[What the task requires]
Find the line holding "Target: granite island countertop" in the entries below. Give it again exactly, along with every line after it up to and including the line holding "Target: cabinet door".

[Referring expression pointing data]
────────
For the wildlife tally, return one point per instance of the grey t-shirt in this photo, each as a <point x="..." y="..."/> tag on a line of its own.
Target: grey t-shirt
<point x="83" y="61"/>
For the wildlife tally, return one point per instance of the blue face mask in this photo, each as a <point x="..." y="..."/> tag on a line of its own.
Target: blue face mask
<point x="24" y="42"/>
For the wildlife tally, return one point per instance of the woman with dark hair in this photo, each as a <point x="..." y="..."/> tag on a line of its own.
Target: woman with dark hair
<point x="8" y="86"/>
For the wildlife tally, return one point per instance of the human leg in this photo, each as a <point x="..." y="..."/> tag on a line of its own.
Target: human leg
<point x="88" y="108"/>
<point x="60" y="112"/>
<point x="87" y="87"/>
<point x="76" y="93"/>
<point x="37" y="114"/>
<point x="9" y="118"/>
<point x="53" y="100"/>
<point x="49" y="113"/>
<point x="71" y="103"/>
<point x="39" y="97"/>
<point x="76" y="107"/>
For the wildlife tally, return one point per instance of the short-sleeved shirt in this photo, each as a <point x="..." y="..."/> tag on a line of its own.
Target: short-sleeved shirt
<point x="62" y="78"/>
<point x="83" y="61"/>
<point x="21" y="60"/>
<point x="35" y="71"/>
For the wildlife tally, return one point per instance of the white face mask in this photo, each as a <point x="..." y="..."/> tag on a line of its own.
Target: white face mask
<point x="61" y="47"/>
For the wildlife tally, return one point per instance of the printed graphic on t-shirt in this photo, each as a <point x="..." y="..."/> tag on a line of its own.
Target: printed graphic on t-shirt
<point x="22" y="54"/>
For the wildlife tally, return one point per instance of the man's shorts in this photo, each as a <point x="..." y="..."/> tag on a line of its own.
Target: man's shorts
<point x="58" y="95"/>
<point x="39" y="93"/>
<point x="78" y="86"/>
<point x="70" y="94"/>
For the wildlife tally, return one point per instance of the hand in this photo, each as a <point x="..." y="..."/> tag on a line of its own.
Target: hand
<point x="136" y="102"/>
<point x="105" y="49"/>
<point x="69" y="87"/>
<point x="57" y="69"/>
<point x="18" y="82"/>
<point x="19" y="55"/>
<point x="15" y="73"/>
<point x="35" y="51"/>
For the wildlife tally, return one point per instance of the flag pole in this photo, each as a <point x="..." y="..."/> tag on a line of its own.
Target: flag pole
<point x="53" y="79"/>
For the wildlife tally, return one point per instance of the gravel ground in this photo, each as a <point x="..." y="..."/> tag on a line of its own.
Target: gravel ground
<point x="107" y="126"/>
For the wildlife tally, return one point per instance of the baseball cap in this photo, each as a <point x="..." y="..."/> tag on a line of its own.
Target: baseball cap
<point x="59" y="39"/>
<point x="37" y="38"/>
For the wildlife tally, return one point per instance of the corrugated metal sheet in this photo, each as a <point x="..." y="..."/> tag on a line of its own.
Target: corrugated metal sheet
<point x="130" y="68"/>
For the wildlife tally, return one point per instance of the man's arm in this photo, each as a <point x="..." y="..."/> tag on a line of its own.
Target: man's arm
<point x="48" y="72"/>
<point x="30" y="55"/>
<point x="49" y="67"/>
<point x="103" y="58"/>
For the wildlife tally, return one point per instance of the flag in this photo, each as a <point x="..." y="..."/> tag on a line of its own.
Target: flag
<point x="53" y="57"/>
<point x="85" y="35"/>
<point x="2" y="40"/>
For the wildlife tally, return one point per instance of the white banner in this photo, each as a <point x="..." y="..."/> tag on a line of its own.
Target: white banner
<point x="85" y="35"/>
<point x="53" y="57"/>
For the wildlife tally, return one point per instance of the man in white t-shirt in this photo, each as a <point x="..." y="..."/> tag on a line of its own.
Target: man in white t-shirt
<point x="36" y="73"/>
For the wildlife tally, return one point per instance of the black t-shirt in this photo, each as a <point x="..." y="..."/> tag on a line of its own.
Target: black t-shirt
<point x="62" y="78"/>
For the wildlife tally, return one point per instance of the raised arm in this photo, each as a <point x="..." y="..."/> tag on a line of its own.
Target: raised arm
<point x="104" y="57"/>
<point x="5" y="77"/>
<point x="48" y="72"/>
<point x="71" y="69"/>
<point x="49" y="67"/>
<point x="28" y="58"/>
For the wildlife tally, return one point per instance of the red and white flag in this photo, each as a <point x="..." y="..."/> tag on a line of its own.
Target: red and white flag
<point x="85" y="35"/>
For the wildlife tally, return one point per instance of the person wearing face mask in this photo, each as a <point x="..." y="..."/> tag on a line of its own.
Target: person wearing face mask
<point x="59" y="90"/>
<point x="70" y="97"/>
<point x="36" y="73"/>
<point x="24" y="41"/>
────────
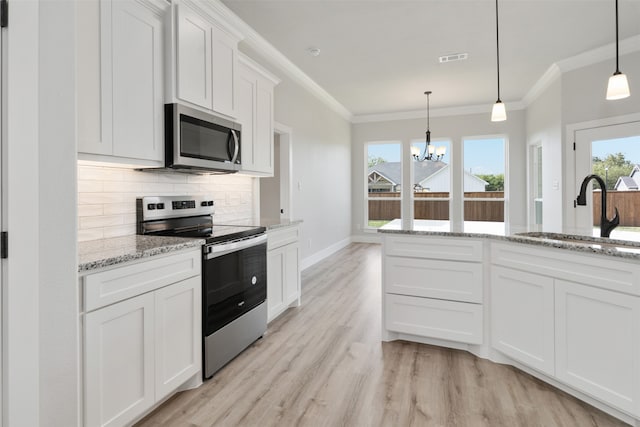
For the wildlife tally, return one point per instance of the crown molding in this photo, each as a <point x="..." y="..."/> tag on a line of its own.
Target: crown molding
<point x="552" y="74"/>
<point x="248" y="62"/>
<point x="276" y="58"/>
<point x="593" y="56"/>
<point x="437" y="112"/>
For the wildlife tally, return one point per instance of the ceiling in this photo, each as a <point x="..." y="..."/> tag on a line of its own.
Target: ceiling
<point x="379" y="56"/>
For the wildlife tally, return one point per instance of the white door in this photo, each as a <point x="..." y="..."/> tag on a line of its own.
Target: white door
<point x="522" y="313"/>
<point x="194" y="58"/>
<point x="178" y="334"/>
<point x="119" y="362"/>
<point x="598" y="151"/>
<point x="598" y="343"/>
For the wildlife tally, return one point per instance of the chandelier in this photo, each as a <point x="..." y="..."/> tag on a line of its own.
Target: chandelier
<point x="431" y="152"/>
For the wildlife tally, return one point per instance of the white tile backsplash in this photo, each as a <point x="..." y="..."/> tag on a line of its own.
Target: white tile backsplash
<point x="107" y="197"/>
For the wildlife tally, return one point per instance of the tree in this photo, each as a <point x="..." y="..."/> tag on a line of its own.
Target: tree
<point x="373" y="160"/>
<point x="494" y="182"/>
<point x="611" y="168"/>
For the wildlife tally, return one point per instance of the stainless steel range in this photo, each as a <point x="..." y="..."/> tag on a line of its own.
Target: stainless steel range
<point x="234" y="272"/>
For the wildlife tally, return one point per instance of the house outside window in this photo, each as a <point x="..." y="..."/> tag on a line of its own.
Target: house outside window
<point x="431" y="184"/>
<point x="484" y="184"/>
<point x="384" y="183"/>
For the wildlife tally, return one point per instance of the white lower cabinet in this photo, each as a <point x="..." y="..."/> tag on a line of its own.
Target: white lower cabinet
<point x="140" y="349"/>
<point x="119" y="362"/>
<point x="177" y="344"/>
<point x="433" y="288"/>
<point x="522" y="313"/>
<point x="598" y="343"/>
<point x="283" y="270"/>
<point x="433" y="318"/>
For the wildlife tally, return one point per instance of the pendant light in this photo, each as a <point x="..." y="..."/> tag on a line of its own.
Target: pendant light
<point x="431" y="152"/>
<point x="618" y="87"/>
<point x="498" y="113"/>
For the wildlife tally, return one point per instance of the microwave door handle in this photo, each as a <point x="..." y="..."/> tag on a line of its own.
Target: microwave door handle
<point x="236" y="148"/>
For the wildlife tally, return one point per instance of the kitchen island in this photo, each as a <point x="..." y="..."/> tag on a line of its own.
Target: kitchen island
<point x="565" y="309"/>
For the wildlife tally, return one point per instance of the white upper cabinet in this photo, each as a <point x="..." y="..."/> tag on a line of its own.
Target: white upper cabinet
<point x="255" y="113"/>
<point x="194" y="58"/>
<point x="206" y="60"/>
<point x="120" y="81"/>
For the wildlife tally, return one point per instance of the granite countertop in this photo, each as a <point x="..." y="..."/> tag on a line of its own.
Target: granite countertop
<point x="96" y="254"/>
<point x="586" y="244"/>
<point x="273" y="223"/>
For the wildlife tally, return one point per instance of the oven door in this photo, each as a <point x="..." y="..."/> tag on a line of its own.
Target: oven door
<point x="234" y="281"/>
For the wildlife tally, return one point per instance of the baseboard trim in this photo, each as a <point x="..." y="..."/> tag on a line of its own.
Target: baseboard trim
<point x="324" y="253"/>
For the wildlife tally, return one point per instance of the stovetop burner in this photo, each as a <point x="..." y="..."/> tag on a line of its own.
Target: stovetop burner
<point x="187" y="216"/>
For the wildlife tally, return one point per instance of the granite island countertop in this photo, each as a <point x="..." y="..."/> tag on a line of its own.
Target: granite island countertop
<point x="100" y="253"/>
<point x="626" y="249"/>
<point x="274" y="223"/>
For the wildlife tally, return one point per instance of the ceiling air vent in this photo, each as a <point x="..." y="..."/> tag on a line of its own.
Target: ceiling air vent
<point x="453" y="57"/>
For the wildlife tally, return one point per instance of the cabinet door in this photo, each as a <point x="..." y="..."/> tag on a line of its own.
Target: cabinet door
────────
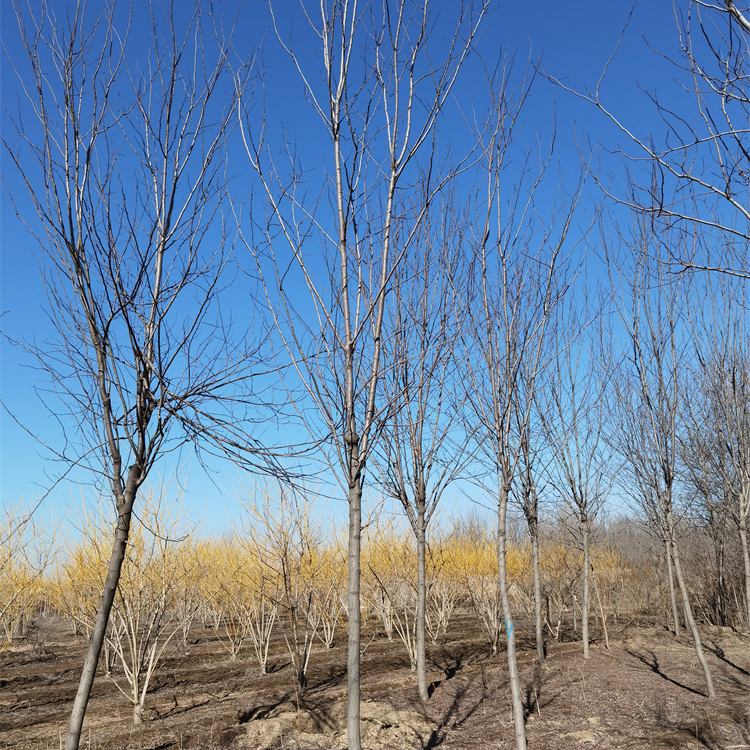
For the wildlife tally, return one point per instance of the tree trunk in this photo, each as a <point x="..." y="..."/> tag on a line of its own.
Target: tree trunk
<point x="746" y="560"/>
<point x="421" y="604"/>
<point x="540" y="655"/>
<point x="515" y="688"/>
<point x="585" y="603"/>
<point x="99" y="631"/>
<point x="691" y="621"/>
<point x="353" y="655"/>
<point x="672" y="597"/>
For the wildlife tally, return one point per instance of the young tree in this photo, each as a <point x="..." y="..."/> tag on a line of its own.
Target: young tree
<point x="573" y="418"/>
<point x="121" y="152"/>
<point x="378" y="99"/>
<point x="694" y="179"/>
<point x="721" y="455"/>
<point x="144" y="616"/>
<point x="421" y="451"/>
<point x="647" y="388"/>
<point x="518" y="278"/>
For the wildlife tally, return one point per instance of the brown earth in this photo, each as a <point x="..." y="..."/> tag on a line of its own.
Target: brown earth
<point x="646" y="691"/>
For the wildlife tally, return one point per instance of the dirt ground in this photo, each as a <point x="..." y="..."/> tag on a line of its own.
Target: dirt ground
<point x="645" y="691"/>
────────
[Response to this task]
Target: granite island countertop
<point x="100" y="253"/>
<point x="626" y="249"/>
<point x="274" y="223"/>
For the wildlife tally, return one point per instance of the ceiling air vent in this photo, each as a <point x="..." y="..."/> tag on a line of its own.
Target: ceiling air vent
<point x="453" y="57"/>
For the wildlife tally, return one point per instance of the cabinet door in this photo, each as a <point x="..." y="..."/> tag on a line of its own.
Target: cabinet door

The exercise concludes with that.